§ **WHAT YOU WILL DO**
Can you rewrite every entry below, replacing "vehicle" with "car" and leaving everything else unchanged?

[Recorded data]
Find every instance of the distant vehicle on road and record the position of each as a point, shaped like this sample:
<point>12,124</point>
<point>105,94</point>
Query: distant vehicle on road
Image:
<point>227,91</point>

§ **TASK RESULT**
Find every instance of the distant car on road and record the position of each as a point, shaped like this sample:
<point>12,124</point>
<point>105,94</point>
Query: distant car on road
Image:
<point>227,91</point>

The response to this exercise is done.